**Brief**
Write the listing below out again exactly, dropping the images.

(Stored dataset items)
start

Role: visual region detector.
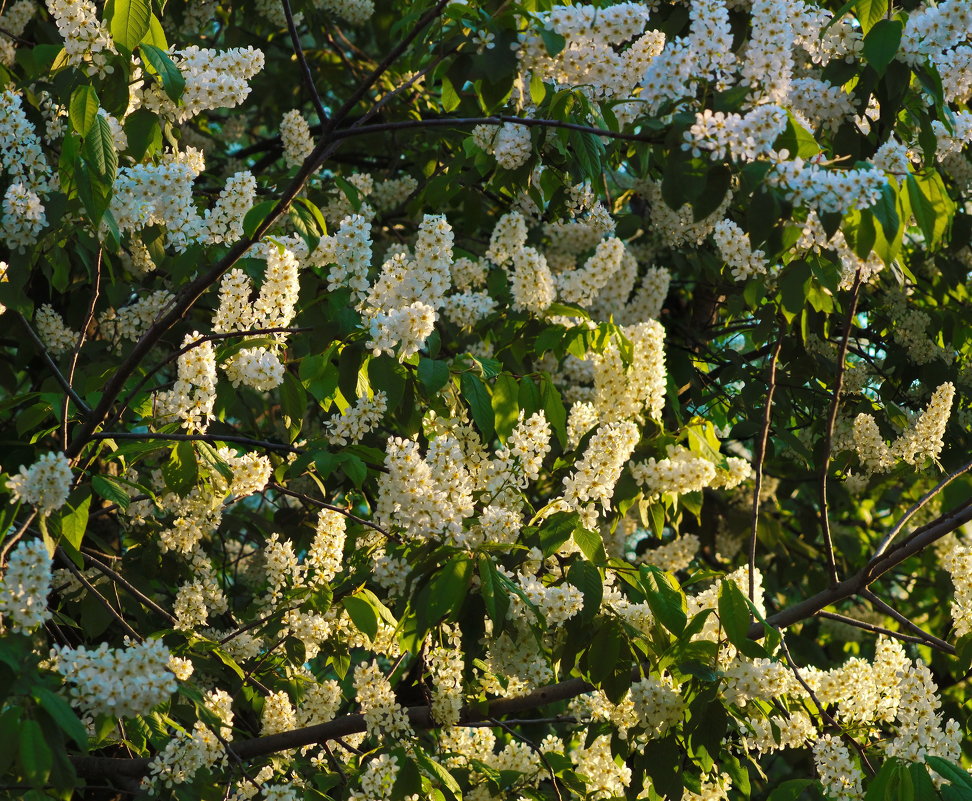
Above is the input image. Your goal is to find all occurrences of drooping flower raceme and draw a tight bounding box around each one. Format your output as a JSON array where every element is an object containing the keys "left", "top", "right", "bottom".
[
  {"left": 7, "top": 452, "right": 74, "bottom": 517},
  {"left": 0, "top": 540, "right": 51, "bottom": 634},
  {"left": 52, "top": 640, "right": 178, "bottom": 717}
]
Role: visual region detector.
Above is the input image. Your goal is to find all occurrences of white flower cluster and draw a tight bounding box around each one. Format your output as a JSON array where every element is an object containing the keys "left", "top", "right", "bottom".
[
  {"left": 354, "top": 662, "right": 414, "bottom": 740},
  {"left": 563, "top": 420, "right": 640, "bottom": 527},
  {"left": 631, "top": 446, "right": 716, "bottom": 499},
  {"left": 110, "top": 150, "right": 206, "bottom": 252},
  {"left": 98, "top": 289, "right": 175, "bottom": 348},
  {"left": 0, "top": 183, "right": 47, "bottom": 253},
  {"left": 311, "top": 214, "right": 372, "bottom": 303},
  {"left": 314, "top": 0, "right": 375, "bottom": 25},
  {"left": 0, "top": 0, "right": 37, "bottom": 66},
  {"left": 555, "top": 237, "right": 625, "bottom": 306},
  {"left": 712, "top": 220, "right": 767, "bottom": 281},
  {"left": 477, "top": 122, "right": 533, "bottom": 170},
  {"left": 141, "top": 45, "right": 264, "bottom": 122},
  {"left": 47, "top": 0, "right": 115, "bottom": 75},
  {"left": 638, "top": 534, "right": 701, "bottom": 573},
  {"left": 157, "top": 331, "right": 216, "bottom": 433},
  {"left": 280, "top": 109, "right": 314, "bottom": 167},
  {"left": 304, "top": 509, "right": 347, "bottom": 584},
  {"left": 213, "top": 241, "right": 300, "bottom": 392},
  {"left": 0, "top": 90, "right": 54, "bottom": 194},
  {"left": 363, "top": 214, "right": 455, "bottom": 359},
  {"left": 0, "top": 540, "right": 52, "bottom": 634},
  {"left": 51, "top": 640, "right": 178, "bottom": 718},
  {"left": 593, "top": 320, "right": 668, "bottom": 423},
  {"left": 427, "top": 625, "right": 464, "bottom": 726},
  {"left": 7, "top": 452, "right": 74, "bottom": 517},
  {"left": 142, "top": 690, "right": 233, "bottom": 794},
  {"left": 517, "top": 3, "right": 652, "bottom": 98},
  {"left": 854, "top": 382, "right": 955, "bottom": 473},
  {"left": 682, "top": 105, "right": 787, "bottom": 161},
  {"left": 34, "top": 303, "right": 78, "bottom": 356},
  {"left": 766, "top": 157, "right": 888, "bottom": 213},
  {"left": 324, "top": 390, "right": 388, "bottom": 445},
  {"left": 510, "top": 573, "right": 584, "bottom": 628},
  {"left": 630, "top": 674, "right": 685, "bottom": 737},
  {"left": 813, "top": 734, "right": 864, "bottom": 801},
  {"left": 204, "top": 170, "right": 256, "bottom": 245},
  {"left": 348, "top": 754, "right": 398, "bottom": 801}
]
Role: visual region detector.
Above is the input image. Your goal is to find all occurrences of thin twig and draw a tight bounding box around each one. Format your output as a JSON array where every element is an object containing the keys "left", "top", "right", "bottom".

end

**Answer for this exercise**
Role: visual region detector.
Above is the input image. Your goal is to find all occurrences of drooping flower raceme and draw a tight bounding box around each one. Format your output as a JSON array where every element is an object containing the keys "left", "top", "right", "bottom".
[
  {"left": 7, "top": 452, "right": 74, "bottom": 517},
  {"left": 0, "top": 540, "right": 51, "bottom": 634},
  {"left": 52, "top": 640, "right": 178, "bottom": 717}
]
Role: visual region detector.
Above is the input image. Your goal is to find all occurrences of white flower cluster and draw a tight bounding box around each one. Format your output as a JSON array where every element is an object containing the keys "left", "top", "right", "bottom".
[
  {"left": 354, "top": 662, "right": 414, "bottom": 740},
  {"left": 563, "top": 420, "right": 640, "bottom": 527},
  {"left": 631, "top": 446, "right": 716, "bottom": 499},
  {"left": 110, "top": 150, "right": 206, "bottom": 252},
  {"left": 98, "top": 289, "right": 175, "bottom": 348},
  {"left": 0, "top": 183, "right": 47, "bottom": 253},
  {"left": 311, "top": 214, "right": 372, "bottom": 303},
  {"left": 314, "top": 0, "right": 375, "bottom": 25},
  {"left": 0, "top": 0, "right": 37, "bottom": 66},
  {"left": 555, "top": 237, "right": 625, "bottom": 306},
  {"left": 712, "top": 220, "right": 767, "bottom": 281},
  {"left": 477, "top": 122, "right": 533, "bottom": 170},
  {"left": 141, "top": 45, "right": 264, "bottom": 122},
  {"left": 47, "top": 0, "right": 115, "bottom": 75},
  {"left": 638, "top": 534, "right": 701, "bottom": 573},
  {"left": 157, "top": 331, "right": 216, "bottom": 433},
  {"left": 280, "top": 109, "right": 314, "bottom": 167},
  {"left": 304, "top": 509, "right": 347, "bottom": 584},
  {"left": 213, "top": 241, "right": 300, "bottom": 392},
  {"left": 0, "top": 90, "right": 54, "bottom": 194},
  {"left": 363, "top": 214, "right": 455, "bottom": 359},
  {"left": 0, "top": 540, "right": 52, "bottom": 634},
  {"left": 51, "top": 640, "right": 178, "bottom": 718},
  {"left": 593, "top": 320, "right": 668, "bottom": 423},
  {"left": 427, "top": 625, "right": 464, "bottom": 726},
  {"left": 7, "top": 452, "right": 74, "bottom": 517},
  {"left": 142, "top": 690, "right": 233, "bottom": 794},
  {"left": 517, "top": 3, "right": 652, "bottom": 98},
  {"left": 854, "top": 382, "right": 955, "bottom": 473},
  {"left": 682, "top": 105, "right": 787, "bottom": 161},
  {"left": 34, "top": 303, "right": 78, "bottom": 356},
  {"left": 766, "top": 157, "right": 888, "bottom": 213},
  {"left": 324, "top": 390, "right": 388, "bottom": 445},
  {"left": 510, "top": 573, "right": 584, "bottom": 628},
  {"left": 630, "top": 674, "right": 685, "bottom": 737},
  {"left": 813, "top": 734, "right": 864, "bottom": 801},
  {"left": 204, "top": 170, "right": 256, "bottom": 245},
  {"left": 348, "top": 754, "right": 398, "bottom": 801}
]
Role: visual region detector.
Above is the input image. Your goal is to find all occurrences of thin twig and draw a tight bounding box around each one. Format your output as a JSON array where every element is an object containing the keys "left", "top", "right", "bottom".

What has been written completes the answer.